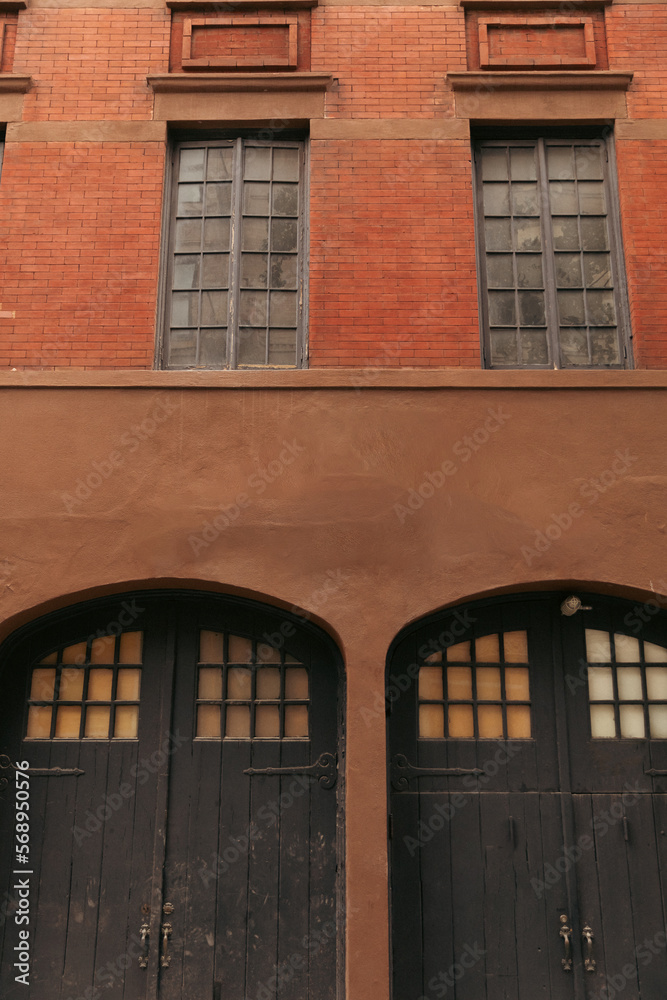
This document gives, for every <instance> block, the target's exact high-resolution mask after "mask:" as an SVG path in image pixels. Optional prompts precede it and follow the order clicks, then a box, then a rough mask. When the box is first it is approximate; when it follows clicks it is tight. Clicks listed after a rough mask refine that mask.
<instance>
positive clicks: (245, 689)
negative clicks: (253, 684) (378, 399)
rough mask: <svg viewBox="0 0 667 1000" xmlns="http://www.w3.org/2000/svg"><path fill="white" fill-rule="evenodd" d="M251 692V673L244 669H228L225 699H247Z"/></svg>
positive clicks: (230, 668) (248, 671) (251, 684)
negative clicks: (230, 698) (242, 698)
mask: <svg viewBox="0 0 667 1000" xmlns="http://www.w3.org/2000/svg"><path fill="white" fill-rule="evenodd" d="M251 690H252V674H251V672H250V671H249V670H246V668H245V667H229V668H228V670H227V697H228V698H249V697H250V692H251Z"/></svg>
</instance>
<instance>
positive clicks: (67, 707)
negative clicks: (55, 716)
mask: <svg viewBox="0 0 667 1000" xmlns="http://www.w3.org/2000/svg"><path fill="white" fill-rule="evenodd" d="M80 722H81V709H80V708H79V707H78V705H61V706H60V708H59V709H58V711H57V713H56V736H59V737H60V738H62V739H75V740H77V739H78V738H79V724H80Z"/></svg>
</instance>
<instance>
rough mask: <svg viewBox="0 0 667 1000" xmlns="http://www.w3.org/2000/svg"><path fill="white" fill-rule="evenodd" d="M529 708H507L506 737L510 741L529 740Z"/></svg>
mask: <svg viewBox="0 0 667 1000" xmlns="http://www.w3.org/2000/svg"><path fill="white" fill-rule="evenodd" d="M530 735H531V732H530V706H529V705H508V706H507V737H508V739H510V740H527V739H529V738H530Z"/></svg>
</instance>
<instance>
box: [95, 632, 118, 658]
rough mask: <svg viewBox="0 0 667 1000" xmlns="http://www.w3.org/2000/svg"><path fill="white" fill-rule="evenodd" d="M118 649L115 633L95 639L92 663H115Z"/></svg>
mask: <svg viewBox="0 0 667 1000" xmlns="http://www.w3.org/2000/svg"><path fill="white" fill-rule="evenodd" d="M115 651H116V639H115V636H113V635H103V636H100V637H99V638H98V639H93V641H92V644H91V647H90V662H91V663H113V655H114V652H115Z"/></svg>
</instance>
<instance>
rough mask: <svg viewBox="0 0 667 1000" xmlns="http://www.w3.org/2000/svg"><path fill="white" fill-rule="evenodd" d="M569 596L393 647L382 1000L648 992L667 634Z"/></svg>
mask: <svg viewBox="0 0 667 1000" xmlns="http://www.w3.org/2000/svg"><path fill="white" fill-rule="evenodd" d="M568 596H569V595H567V594H560V595H536V596H526V595H523V596H518V597H512V598H511V599H504V600H499V601H496V602H487V603H485V604H477V605H470V606H468V607H464V608H459V609H456V610H455V611H454V612H450V613H447V614H442V615H440V616H438V617H436V618H432V619H429V620H428V621H426V622H424V623H421V624H420V625H419V626H417V627H416V628H413V629H412V630H410V632H409V633H407V634H405V635H403V636H402V637H401V638H400V639H399V641H397V643H396V644H395V646H394V649H393V651H392V654H391V657H390V665H389V679H388V696H389V703H390V715H389V742H390V755H389V760H390V774H389V781H390V802H391V806H390V808H391V823H390V829H391V831H392V839H391V894H392V923H393V934H392V960H393V1000H434V998H441V997H448V998H451V1000H538V998H540V1000H611V998H612V997H616V998H620V1000H653V998H656V997H659V996H662V995H663V994H664V983H665V982H666V981H667V933H666V926H665V899H666V898H667V894H666V892H665V890H666V889H667V796H666V795H665V792H666V791H667V623H666V621H665V615H664V614H663V613H662V612H661V611H659V609H658V607H657V605H653V606H649V605H647V606H646V607H645V608H643V609H642V608H641V605H640V606H639V609H638V608H637V607H636V606H635V605H634V604H629V603H627V602H623V601H617V600H610V599H606V598H603V597H601V596H599V595H595V594H588V595H584V594H578V595H574V596H576V597H578V598H579V600H580V602H581V604H582V608H581V609H580V610H578V611H576V612H575V613H574V614H567V613H564V611H563V608H562V606H563V602H564V601H565V600H566V599H567V598H568ZM564 610H565V611H566V612H567V611H569V610H571V608H570V607H569V606H567V605H566V606H565V609H564ZM638 610H639V613H638Z"/></svg>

==*==

DIRECTIONS.
Locate every line in the listing above that contains the string "clicks" and copy each of those lines in full. Case counts when matching.

SOLVED PROBLEM.
This document gives, for every <instance> block, the target's exact high-resolution mask after "mask:" as an SVG path in image pixels. Optional prompts precede it and follow the order clicks, then a box, then a rough mask. When the box is first it is approximate; when it follows clicks it is tight. Clicks listed after a rough mask refine that mask.
positive clicks: (245, 689)
negative clicks: (253, 684) (378, 399)
positive clicks: (230, 668) (248, 671) (251, 684)
negative clicks: (230, 698) (242, 698)
positive clicks: (67, 707)
negative clicks: (55, 716)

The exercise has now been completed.